------ 文件節錄 ------
又是一道字尾陣列的題目，和上一道題目是類似的，不過要輸字串本身，在同等重複次數下輸出，字典序最小的。
我們只需要記錄下所有達到最大重複次數的，重複段的長度就可以了，然後按照sa陣列排序好的字典序，對每一個sa[i]，去列舉記錄下來的重複長度，如果剛好達到要求直接輸出就行了。

#include <iostream>
#include <stdio.h>
#include <cstring>
#include <algorithm>
#include <vector>
using namespace std;
#define Max_N (2*50000 + 100)
 

int n;
int k;
int a[Max_N];
int rank1[Max_N];
int tmp[Max_N];
bool compare_sa(int i, int j)
{
    if(rank1[i] != rank1[j]) return rank1[i] < rank1[j];
    else {
        int ri = i + k <= n ? rank1[i + k] : -1;
        int rj = j + k <= n ? rank1[j + k] : -1;
        return ri < rj;
    }
}

void
 
 construct_sa(int buf[], int s, int sa[])
{
    int len = s;
    for (int i = 0; i <= len; i++) {
        sa[i] = i;
        rank1[i] = i < len ? buf[i] : -1;
    }

    for ( k = 1; k <= len; k *= 2) {
        sort(sa, sa + len +1, compare_sa);
        tmp[sa[0]] = 0;
        for (int i = 1; i <= len; i++) {
            tmp[sa[i]] = tmp[sa[i-1
 
]] + (compare_sa(sa[i-1], sa[i]) ? 1 : 0);
        }
        for (int i = 0; i <= len; i++) {
            rank1[i] = tmp[i];
        }
    }
}

void construct_lcp(int buf[], int len, int *sa, int *lcp)
------ 給定資料 ------
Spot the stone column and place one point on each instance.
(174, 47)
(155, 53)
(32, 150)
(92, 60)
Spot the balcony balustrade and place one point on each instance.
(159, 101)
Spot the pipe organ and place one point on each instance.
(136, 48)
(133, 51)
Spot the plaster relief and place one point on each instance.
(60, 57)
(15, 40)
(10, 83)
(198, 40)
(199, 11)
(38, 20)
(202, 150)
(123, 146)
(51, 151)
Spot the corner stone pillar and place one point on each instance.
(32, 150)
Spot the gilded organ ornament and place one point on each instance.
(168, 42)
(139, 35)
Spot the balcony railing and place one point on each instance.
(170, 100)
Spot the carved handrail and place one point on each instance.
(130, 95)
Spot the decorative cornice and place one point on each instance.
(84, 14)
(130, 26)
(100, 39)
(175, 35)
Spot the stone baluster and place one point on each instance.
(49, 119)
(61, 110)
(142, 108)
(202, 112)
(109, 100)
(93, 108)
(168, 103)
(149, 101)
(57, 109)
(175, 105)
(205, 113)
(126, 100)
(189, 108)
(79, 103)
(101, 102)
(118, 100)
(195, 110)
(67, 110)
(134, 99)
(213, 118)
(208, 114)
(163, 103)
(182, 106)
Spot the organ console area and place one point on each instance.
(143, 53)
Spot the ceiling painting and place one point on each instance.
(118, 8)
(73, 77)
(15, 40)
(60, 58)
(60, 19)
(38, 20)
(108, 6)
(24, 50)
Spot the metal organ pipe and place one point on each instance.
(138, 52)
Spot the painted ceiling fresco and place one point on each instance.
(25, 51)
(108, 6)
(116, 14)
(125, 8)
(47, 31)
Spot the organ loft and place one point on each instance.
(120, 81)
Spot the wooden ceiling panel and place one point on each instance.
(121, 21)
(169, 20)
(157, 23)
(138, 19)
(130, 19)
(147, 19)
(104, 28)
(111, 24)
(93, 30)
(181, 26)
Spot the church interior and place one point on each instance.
------
**任務說明:**
1. 判斷下列陳述是否與這段字尾陣列題解相符，各答「是」或「否」，並逐字引用作為判斷依據的原文：(a) 題目要求在同等重複次數下輸出字典序最大的字串；(b) 程式把 Max_N 定義為 (2*50000 + 100)；(c) construct_sa 裡的倍增迴圈每輪讓 k 加 1。
2. 請列出這段字尾陣列題解的程式碼中，以 #include 引入的所有標頭檔。

**參考解答:**
1.
(a) 否：「在同等重複次數下輸出，字典序最小的」
(b) 是：「#define Max_N (2*50000 + 100)」
(c) 否：「for ( k = 1; k <= len; k *= 2)」

2. iostream、stdio.h、cstring、algorithm、vector